[Saved data entries]
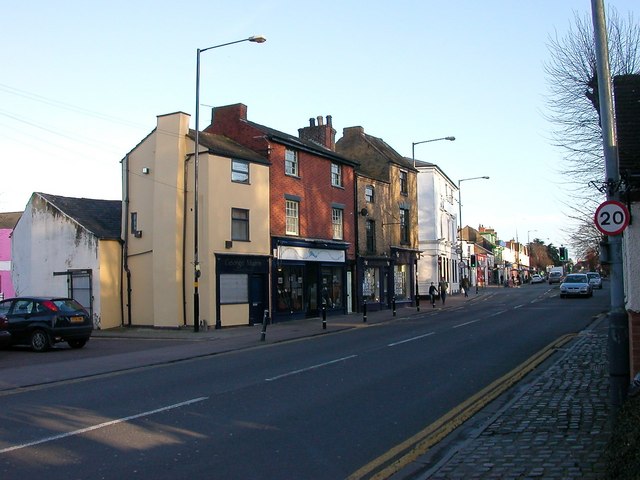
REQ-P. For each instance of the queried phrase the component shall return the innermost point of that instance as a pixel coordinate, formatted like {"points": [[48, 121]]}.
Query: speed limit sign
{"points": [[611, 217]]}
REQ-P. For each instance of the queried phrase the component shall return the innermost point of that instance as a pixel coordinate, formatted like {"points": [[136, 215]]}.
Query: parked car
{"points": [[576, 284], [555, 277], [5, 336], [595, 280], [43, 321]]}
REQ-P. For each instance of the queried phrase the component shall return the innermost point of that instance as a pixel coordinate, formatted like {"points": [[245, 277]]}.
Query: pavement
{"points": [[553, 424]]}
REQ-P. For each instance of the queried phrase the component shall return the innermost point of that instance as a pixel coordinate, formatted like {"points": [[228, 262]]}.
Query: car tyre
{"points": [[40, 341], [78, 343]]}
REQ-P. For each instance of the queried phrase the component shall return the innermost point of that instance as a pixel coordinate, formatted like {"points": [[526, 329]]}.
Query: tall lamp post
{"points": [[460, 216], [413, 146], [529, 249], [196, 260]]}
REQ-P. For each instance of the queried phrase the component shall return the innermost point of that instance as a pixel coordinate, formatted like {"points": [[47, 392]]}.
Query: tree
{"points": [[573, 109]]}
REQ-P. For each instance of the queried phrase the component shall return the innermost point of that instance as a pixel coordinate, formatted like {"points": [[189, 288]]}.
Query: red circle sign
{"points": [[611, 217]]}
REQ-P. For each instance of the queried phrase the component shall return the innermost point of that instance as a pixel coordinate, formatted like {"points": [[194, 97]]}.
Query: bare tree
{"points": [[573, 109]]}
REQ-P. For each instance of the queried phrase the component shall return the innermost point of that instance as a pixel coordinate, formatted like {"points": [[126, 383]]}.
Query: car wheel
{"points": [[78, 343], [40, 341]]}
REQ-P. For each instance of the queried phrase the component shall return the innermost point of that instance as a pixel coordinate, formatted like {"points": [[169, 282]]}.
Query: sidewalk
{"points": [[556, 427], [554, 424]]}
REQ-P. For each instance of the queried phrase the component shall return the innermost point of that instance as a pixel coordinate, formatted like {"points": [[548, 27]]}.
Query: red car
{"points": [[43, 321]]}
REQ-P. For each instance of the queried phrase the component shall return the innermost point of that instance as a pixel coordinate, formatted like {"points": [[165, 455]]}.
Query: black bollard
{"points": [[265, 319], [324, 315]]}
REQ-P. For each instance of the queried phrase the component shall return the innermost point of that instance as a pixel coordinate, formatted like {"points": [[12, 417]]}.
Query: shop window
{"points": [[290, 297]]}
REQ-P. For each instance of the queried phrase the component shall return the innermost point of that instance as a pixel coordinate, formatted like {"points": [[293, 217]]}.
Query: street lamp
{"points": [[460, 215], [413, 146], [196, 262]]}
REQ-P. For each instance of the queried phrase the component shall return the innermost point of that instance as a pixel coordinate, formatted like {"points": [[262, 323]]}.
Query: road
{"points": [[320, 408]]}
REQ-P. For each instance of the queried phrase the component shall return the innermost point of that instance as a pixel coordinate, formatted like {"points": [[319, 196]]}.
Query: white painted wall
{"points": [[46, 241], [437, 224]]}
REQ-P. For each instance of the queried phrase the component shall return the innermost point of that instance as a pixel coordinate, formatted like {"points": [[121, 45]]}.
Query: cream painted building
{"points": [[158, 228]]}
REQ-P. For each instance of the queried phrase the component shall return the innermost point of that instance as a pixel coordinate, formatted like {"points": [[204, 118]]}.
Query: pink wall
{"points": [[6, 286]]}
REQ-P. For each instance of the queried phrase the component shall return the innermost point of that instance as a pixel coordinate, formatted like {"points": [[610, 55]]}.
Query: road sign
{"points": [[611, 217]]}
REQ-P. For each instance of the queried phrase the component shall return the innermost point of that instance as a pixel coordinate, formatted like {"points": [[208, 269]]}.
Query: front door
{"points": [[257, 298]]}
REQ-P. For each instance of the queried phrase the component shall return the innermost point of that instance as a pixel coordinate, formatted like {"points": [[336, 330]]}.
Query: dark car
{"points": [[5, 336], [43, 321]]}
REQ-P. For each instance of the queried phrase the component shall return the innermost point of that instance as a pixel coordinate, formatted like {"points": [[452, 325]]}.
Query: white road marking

**PROMPT:** Without changing a word, transcribe all of the data and omit its images.

**EXERCISE ANSWER:**
REQ-P. For each instance of the queried phrase the component shall return the innermost point of that instance as a pixel coordinate, formatted like {"points": [[48, 121]]}.
Query: speed limit sign
{"points": [[611, 217]]}
REQ-P. For each instance of the queried phrase the component shall return the innermost point of that instance as a pixel coordinate, formatted like {"points": [[136, 215]]}.
Query: parked car
{"points": [[576, 284], [555, 277], [5, 336], [595, 280], [43, 321]]}
REQ-P. For each instance of the queried phrase the component shall return the innermost point of that instance as a pixel coordinate, formatted like {"points": [[245, 277]]}.
Query: pavement
{"points": [[553, 424]]}
REQ-P. For each instance of the queried phrase the component shall return the innermost point of that instance as a pixel coordinate, formatted like {"points": [[228, 262]]}.
Query: car tyre
{"points": [[40, 341], [78, 343]]}
REQ-P. For each instance of the queried phrase the component shall return the innermost point of that instance as a pixel coordinate, formatted like {"points": [[526, 329]]}.
Query: tall lamp post
{"points": [[460, 216], [413, 146], [529, 249], [196, 260]]}
REQ-P. For each instance of the queried phrase the component shall return the innermost point of that instance as a pixel coordinate, formatted like {"points": [[47, 392]]}.
Query: tree
{"points": [[573, 109]]}
REQ-P. For each instance of the queried phrase the component shall return the innermost point of that instance as a pixel coordinate, formatted like {"points": [[189, 288]]}.
Query: red circle sign
{"points": [[611, 217]]}
REQ-P. For each instance of the queried phrase the component shall return the innermost point of that instance as a pixel coordinate, formatted like {"points": [[194, 97]]}.
Query: bare tree
{"points": [[573, 109]]}
REQ-P. For each instance of the queried phrase the component shall return the innermost point of that instance as a pixel coordinate, formatted like {"points": [[126, 383]]}.
Query: car wheel
{"points": [[78, 343], [40, 341]]}
REQ-P. For each instance of the queried phrase the component shall return the innermost point of that instance as a pixel coordinate, formatted like {"points": [[169, 282]]}.
Query: sidewalk
{"points": [[556, 427], [554, 424]]}
REQ-P. For each instance of the queried phrase the component shall return the innermost point of that instance as a pixel coordinate, formatted like {"points": [[548, 27]]}.
Query: red car
{"points": [[43, 321]]}
REQ-P. For each instance of the queried phrase the component shall return the innermost point of that instance as a pixel coordinate, formatted like {"points": [[165, 455]]}.
Query: black bollard
{"points": [[265, 319], [324, 315]]}
REQ-P. For each instance of the queried phrase the component shall return the innermost point of that instance as a pixel coordinate, formatted like {"points": [[12, 417]]}.
Query: shop window
{"points": [[290, 297]]}
REQ-P. For each instance of the queried phrase the component shall return the innermost point of that instance as a pixel coordinate, formatted like {"points": [[293, 217]]}.
Query: street lamp
{"points": [[460, 215], [413, 146], [196, 262]]}
REQ-P. For each instance of the queried phrase the component shall return the innermost point of that instance as a pixel coordinate, formatted like {"points": [[262, 323]]}.
Query: road
{"points": [[320, 408]]}
REQ-P. For each instance of the queried phrase the component shall return the innermost point of that instance as a pixel coordinate, formatted like {"points": [[319, 196]]}.
Query: white painted wall
{"points": [[46, 241], [437, 224]]}
REQ-P. For each instance of the queried phrase the component shall return the innermost point of that instance as a pixel coordinate, formatted like {"points": [[121, 45]]}.
Query: cream painted building
{"points": [[158, 228]]}
REQ-P. For each instance of the queried phrase the component shall return the innermost point of that instance as a pixel coordinate, formatted like {"points": [[204, 118]]}.
Query: pink wall
{"points": [[6, 286]]}
REQ-P. For each instance of the queried phrase the component shall return the innermost point of that instance as a pixel coordinate, formatted like {"points": [[610, 55]]}.
Query: road sign
{"points": [[611, 217]]}
REQ-P. For each instance of the queried phrase the component shall return the innermost point of that instance as a pixel coordinate, formatted like {"points": [[208, 269]]}.
Query: front door
{"points": [[257, 298]]}
REQ-P. For each instance of the queried phrase the component shall return the innermost point of that instance as a pixel coordinate, formatted like {"points": [[336, 330]]}.
Query: dark car
{"points": [[5, 336], [43, 321]]}
REQ-P. For each instance of the queried phrase the component shall return the innermost point of that instance as a pixel coordinate, formatted like {"points": [[452, 325]]}.
Query: white road marking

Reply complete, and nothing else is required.